» **TASK INSTRUCTIONS**:
Start at the line with "Given the image above, detect patio" in the records below, stop at the line with "Given the image above, detect cypress", and return every line in that span exactly, the two end lines included.

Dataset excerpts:

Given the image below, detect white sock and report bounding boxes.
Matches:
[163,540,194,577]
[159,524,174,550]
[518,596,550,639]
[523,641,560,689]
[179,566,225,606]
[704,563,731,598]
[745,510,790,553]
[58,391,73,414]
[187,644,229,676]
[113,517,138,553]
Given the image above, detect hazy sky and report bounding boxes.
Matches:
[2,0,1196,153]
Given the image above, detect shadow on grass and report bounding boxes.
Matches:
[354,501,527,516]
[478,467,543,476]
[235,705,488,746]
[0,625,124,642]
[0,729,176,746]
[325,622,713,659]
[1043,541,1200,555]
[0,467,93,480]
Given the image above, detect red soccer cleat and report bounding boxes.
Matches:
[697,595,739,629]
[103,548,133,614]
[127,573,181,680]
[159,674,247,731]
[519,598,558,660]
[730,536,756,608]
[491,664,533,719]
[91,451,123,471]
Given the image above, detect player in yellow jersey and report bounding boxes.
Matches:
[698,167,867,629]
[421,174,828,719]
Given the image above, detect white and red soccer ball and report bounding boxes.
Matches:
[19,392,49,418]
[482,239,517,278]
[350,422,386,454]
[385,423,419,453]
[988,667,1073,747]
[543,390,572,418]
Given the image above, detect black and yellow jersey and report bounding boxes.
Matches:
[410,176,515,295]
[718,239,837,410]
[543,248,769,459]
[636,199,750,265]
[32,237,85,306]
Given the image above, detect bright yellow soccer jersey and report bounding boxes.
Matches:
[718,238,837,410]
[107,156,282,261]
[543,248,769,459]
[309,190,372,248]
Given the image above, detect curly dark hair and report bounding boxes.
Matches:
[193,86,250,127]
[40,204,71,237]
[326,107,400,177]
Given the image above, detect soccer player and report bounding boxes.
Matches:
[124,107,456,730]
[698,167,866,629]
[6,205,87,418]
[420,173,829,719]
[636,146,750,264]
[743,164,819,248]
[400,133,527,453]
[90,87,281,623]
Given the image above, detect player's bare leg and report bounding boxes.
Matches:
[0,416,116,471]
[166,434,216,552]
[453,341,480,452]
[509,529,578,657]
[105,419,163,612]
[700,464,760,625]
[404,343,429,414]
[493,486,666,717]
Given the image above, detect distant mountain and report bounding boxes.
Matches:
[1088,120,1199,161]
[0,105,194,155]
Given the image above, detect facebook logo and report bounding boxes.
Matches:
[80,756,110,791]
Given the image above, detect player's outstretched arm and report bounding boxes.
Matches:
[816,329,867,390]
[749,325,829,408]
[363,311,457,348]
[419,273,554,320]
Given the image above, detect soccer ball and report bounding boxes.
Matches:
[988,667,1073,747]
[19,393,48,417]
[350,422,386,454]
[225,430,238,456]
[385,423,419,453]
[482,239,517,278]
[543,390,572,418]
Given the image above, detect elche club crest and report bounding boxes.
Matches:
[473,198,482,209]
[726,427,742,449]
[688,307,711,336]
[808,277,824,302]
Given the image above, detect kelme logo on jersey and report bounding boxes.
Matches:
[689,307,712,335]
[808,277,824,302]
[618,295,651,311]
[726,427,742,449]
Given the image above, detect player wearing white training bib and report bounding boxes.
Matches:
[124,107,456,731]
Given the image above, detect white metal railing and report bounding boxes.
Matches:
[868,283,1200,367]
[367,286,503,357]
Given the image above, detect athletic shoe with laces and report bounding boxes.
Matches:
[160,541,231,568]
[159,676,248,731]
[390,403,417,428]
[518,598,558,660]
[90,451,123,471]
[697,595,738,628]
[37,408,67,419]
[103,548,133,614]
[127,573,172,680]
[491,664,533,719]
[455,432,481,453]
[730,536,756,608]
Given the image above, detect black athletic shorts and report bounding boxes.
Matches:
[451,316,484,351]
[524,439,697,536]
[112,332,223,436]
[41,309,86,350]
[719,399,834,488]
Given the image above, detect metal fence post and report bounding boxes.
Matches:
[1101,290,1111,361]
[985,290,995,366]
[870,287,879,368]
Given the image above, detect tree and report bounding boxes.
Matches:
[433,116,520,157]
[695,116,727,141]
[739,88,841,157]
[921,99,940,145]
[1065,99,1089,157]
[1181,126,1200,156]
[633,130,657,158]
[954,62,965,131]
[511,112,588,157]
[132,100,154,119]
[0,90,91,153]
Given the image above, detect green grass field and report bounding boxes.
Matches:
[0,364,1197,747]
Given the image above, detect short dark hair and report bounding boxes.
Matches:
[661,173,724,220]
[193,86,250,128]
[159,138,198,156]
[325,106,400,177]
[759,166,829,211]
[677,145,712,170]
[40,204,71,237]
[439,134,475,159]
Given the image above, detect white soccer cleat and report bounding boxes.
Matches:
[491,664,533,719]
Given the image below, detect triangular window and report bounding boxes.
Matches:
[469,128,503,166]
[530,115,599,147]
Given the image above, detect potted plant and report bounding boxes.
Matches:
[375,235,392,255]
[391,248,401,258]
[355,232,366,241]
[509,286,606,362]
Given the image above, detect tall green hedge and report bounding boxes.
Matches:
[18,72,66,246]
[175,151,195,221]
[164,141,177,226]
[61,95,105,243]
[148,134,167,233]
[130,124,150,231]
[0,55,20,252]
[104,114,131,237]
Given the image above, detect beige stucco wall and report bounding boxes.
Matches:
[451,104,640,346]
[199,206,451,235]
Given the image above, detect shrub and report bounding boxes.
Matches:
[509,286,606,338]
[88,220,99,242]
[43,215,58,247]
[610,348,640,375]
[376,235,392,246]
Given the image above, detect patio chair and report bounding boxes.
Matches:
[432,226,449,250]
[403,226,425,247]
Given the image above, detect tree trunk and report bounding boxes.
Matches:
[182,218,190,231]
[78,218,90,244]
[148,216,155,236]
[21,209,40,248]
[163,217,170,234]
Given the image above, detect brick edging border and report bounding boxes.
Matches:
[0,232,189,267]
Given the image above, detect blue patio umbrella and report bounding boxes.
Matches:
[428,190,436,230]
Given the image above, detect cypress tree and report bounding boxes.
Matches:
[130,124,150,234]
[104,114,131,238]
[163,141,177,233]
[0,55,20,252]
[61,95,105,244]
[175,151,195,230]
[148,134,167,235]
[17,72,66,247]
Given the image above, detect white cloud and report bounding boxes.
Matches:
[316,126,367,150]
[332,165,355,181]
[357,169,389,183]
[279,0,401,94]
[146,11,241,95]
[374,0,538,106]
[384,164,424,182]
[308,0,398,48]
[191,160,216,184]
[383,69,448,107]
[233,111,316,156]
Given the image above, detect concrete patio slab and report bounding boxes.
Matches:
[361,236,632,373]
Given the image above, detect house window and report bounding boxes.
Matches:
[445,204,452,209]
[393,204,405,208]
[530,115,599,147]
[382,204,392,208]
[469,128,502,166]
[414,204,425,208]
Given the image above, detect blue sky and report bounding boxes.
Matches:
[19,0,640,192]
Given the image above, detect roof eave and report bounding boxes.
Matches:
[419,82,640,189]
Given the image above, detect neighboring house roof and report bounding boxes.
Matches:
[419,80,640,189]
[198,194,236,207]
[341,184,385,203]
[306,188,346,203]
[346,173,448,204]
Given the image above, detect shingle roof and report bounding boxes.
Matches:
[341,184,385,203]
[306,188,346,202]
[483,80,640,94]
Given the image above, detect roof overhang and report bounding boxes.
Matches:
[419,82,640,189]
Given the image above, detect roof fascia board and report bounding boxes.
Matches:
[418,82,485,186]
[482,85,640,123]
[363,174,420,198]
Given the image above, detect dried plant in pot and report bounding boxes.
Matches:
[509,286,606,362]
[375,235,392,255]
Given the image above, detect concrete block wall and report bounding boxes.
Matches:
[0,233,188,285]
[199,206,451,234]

» **COMPLETED EXERCISE**:
Given the image above, detect patio chair and report bounding boxes.
Matches:
[432,226,449,250]
[403,226,425,247]
Given the image above, detect tree trunk and report bounding boxes.
Matches:
[182,218,190,231]
[78,218,90,244]
[148,216,155,236]
[21,209,40,248]
[163,217,170,234]
Given the image above, detect brick edging border and report bounding boxes.
Matches:
[0,232,189,267]
Given the image above, detect blue patio umbrella and report bounding boxes.
Matches:
[428,190,436,230]
Given the image above, detect cypress tree and report bounding boxes.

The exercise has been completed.